INSTRUCTIONS FOR THE TASK
Could you set down exactly the lines of the data below, starting at the one that holds "Point to the stethoscope" and ending at the one that holds "Target: lab coat sleeve", both included, and only those?

GIVEN INFORMATION
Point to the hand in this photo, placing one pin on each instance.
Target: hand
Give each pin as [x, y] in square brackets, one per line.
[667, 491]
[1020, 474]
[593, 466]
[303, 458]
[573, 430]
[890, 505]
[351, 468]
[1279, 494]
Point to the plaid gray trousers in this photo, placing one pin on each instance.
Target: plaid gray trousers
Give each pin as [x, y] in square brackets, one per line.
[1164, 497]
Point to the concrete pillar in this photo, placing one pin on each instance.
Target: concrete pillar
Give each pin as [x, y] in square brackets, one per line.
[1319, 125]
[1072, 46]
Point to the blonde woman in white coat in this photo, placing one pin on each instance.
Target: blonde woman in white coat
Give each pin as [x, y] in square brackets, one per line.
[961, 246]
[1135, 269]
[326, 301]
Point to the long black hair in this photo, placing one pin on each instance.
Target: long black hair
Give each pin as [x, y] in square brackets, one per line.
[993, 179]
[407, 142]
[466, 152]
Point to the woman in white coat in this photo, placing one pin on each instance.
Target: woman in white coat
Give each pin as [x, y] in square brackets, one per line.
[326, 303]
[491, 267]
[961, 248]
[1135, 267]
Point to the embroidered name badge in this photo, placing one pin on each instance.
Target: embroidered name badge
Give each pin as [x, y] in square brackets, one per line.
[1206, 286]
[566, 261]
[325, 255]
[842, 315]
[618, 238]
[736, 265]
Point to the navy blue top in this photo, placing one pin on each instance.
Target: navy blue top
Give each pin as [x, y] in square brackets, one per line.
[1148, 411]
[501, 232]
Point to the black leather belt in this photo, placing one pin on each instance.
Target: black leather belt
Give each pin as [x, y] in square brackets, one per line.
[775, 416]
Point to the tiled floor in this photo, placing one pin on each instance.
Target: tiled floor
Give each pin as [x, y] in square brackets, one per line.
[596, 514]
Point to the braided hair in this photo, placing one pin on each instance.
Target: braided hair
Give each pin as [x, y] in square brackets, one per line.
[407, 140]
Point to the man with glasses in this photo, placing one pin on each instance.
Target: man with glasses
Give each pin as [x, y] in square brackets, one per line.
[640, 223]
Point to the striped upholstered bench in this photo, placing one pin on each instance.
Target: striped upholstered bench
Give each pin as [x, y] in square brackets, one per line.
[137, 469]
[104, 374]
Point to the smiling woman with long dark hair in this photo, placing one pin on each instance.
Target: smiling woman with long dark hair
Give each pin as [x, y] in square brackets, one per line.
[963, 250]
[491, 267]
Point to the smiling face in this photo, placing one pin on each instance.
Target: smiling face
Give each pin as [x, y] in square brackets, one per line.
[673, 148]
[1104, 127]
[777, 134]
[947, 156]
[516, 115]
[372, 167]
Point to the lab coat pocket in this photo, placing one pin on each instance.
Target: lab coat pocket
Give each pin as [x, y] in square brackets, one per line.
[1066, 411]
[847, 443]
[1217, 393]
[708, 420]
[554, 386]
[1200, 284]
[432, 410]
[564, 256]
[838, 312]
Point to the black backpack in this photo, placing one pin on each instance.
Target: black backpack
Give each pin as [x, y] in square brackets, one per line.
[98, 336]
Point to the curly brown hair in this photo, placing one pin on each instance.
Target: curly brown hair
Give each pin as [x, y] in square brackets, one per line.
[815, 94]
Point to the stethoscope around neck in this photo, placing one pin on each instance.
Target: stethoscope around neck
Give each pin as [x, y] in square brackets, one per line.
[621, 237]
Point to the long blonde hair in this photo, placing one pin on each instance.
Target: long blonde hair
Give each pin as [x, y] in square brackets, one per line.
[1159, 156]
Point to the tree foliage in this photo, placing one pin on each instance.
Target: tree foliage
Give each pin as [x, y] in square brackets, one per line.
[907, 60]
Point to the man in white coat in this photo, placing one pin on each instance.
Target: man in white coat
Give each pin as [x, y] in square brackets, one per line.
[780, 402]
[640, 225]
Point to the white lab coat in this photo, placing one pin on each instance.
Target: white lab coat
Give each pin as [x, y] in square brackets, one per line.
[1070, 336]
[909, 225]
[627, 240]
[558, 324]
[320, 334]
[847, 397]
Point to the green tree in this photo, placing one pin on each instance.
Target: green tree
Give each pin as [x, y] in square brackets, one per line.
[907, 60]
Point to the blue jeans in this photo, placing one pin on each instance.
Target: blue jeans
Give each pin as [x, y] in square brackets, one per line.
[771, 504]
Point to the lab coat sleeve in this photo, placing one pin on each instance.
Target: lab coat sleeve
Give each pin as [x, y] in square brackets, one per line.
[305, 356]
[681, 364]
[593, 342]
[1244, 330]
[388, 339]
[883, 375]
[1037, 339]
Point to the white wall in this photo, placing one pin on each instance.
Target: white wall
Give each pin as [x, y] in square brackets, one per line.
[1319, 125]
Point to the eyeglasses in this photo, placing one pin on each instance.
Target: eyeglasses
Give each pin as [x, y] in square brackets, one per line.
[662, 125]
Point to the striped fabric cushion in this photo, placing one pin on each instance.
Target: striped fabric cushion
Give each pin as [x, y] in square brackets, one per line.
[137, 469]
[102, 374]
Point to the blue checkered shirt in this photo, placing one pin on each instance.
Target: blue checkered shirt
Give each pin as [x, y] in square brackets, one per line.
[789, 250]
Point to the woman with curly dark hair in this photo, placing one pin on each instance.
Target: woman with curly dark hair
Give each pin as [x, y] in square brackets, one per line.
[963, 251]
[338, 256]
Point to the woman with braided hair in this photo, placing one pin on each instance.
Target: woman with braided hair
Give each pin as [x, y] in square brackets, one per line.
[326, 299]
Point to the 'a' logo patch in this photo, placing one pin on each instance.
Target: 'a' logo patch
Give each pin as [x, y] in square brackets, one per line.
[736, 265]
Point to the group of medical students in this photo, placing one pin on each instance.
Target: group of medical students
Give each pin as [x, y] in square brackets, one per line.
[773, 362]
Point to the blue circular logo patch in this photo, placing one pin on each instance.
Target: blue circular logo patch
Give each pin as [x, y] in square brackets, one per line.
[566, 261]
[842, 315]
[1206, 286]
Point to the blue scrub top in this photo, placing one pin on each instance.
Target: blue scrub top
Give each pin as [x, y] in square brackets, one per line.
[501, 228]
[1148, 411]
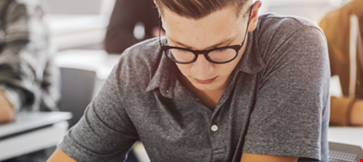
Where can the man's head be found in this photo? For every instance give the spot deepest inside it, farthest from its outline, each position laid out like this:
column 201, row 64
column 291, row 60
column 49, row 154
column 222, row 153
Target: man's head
column 205, row 25
column 197, row 9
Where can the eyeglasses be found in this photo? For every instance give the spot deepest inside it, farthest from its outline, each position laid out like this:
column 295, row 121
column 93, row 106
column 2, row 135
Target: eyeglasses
column 219, row 55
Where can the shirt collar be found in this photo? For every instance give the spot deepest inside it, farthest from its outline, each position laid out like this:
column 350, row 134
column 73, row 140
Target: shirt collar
column 164, row 77
column 252, row 61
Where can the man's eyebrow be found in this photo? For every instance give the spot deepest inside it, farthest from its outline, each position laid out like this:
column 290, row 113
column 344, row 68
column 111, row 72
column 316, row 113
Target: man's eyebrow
column 225, row 41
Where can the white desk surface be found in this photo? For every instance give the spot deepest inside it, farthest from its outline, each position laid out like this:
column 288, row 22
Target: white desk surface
column 32, row 120
column 349, row 135
column 15, row 142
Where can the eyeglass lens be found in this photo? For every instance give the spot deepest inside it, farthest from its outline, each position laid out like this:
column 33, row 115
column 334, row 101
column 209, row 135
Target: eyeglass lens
column 218, row 55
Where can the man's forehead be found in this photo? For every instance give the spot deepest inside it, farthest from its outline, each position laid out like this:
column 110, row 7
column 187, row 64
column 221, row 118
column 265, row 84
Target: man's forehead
column 217, row 29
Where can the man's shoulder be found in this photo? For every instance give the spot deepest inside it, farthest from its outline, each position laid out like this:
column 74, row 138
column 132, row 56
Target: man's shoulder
column 284, row 24
column 138, row 63
column 146, row 52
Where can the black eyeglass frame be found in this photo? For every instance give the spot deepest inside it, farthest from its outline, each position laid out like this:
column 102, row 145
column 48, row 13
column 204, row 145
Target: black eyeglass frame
column 206, row 52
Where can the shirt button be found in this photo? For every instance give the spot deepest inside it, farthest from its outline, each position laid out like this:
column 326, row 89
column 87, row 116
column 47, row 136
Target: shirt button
column 214, row 128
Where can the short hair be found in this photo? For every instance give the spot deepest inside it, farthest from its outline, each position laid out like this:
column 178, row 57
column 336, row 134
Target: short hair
column 197, row 9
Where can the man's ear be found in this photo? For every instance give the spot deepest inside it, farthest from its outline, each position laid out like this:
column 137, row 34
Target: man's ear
column 254, row 15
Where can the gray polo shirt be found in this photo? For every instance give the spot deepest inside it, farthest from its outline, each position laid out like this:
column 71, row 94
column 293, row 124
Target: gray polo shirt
column 277, row 103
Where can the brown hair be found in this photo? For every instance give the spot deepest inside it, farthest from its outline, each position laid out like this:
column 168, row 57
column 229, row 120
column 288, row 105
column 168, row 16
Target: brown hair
column 197, row 9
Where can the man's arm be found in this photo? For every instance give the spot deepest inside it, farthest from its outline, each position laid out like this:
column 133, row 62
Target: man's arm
column 6, row 109
column 60, row 156
column 246, row 157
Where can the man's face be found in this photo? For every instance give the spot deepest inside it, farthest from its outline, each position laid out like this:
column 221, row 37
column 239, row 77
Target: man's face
column 219, row 29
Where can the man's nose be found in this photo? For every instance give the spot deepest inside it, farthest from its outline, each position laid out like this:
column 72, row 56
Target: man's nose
column 202, row 68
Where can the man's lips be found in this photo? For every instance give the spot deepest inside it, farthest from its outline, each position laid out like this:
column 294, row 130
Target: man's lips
column 208, row 81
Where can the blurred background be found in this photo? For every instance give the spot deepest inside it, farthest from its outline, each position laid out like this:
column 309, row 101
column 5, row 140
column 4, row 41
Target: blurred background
column 82, row 24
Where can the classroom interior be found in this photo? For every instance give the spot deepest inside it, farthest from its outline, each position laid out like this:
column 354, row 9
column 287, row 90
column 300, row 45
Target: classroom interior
column 78, row 29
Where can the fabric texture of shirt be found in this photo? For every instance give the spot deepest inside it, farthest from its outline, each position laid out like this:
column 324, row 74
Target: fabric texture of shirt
column 336, row 26
column 277, row 103
column 28, row 77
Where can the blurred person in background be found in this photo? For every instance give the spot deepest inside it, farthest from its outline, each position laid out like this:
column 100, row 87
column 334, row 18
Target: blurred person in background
column 336, row 24
column 28, row 79
column 125, row 16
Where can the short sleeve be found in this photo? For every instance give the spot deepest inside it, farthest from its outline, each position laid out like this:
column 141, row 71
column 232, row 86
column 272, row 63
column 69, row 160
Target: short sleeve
column 291, row 113
column 105, row 132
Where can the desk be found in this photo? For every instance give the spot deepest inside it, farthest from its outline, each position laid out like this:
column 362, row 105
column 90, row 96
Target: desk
column 37, row 131
column 348, row 135
column 93, row 60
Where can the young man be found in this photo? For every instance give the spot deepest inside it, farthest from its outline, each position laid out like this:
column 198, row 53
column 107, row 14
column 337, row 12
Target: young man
column 223, row 85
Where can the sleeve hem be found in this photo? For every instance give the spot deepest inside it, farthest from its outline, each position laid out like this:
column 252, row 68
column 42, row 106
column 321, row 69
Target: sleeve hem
column 284, row 149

FINAL ANSWER
Point to the stethoscope around neck in this photo, placing one pin on each instance.
Target: stethoscope around neck
Give each pin as [x, y] in square brackets, one per line.
[621, 237]
Point to the long blonde hair in this photo, placing one pin on each instance.
Target: long blonde hair
Give each pin as [x, y] in square brackets, one per line.
[1159, 156]
Point to the tree foliage in this photo, placing one pin on each instance.
Target: tree foliage
Give each pin as [x, y] in square brackets, one per line.
[907, 60]
Point to the man in white coat in this photo, placing one pin on each instance.
Target: man in white coat
Give each pin as [x, y] in square brackets, one per line.
[780, 402]
[640, 225]
Point to the white lab coat in this photo, placing one pin on each instance.
Target: white lab coat
Give each pin as [x, y] in square brackets, one per line.
[1070, 336]
[909, 225]
[627, 240]
[558, 324]
[320, 334]
[847, 397]
Point to the green tree in this photo, placing one pin on each instance.
Target: green tree
Give each pin as [x, y] in square brackets, one per line.
[907, 60]
Point to the blue jeans in this photo, placing one pin on each instance.
Target: blue jeans
Give each pin as [x, y] in square brackets, one per line.
[771, 504]
Point to the lab coat sleeve in this photo, placing one pin on each instance.
Target: lab coat sleeve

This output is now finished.